§ INSTRUCTION: Please reproduce every one of the entries below word for word, keeping each line in its original order.

────

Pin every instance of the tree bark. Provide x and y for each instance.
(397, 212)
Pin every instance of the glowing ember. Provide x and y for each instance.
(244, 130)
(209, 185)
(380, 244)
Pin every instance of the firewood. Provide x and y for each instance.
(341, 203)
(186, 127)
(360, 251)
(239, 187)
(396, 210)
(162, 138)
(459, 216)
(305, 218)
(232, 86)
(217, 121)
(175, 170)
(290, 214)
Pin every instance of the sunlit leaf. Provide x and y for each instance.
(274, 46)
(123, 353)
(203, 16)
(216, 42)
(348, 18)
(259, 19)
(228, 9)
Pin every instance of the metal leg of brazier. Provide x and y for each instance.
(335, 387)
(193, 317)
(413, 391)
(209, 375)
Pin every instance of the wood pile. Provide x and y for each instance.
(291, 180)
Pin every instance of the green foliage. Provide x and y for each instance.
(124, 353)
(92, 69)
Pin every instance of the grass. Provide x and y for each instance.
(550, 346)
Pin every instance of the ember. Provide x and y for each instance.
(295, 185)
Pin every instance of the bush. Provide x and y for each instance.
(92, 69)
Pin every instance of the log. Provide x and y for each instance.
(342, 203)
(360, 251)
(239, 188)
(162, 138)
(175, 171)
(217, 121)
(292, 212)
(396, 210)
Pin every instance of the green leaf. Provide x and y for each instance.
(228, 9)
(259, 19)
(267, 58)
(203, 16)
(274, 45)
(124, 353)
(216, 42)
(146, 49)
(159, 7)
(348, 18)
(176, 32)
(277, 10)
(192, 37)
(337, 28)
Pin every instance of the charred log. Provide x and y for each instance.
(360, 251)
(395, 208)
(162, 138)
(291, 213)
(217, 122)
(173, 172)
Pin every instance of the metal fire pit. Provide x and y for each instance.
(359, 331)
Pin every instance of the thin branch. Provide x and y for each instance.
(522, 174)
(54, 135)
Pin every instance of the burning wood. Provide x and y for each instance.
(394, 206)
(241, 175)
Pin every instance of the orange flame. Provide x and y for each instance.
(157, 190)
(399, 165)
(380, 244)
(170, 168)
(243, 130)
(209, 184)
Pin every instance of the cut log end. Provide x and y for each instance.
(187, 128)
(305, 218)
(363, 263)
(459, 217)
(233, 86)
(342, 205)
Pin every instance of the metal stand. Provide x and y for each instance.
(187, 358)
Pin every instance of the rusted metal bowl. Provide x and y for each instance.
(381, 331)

────

§ THE COMPLETED TASK:
Pin every instance of the tree bark. Provide x and y for each instance.
(397, 212)
Pin every instance of the glowing ember. Provide x and y for each instance.
(244, 130)
(209, 185)
(380, 244)
Pin every instance of the firewood. Provide x and y for each instance.
(341, 203)
(186, 127)
(360, 251)
(239, 187)
(396, 210)
(162, 138)
(459, 216)
(305, 218)
(232, 86)
(217, 121)
(175, 170)
(290, 214)
Pin every instance of the sunlit leaf. Provide x and y for each instance.
(274, 46)
(123, 353)
(203, 16)
(216, 42)
(348, 18)
(259, 19)
(228, 9)
Pin every instance of the metal leg of brazier. Provide x and y for each instance.
(335, 387)
(193, 317)
(413, 391)
(209, 375)
Pin every instance of the wood pile. Provide x and y for each instance.
(291, 180)
Pin every instance of the green foliage. Provide x and y for each instance.
(124, 353)
(92, 69)
Pin every instance of the grass. Provide x and y for each instance.
(550, 346)
Pin every instance of the ember. Provide x and y for each instance.
(295, 185)
Pin every instance of the bush. Provide x and y for each instance.
(92, 69)
Pin every instance of the log. Provide x and y for each instance.
(342, 203)
(360, 251)
(239, 188)
(162, 138)
(175, 171)
(217, 121)
(292, 212)
(396, 210)
Pin every instance of the green leaf. Provide x and y for each instance.
(228, 9)
(259, 19)
(267, 58)
(203, 16)
(274, 45)
(124, 353)
(216, 42)
(146, 49)
(159, 7)
(348, 18)
(176, 32)
(277, 10)
(192, 37)
(337, 28)
Pin every instance of the charred log. Provide x and y for each instance.
(360, 251)
(395, 208)
(162, 138)
(291, 213)
(217, 122)
(173, 172)
Pin every instance of the metal fire pit. Provide x and y for each instance.
(359, 331)
Pin every instance of the thin branch. Provide x and y for each instance.
(522, 174)
(54, 135)
Pin every instance of the burning wood. Provide x and y for each instance.
(394, 206)
(241, 175)
Pin every instance of the orange flame. Provide x and y for each instance.
(157, 190)
(399, 165)
(380, 244)
(170, 168)
(243, 130)
(209, 184)
Pin every instance of the cut log end. Provide x and y for each instance.
(187, 128)
(305, 218)
(363, 263)
(459, 217)
(233, 86)
(342, 205)
Pin every instance of the metal stand. Provide x and y for each instance.
(187, 358)
Pin every instance of the rusted metal bowl. Provide x and y for each instance.
(381, 331)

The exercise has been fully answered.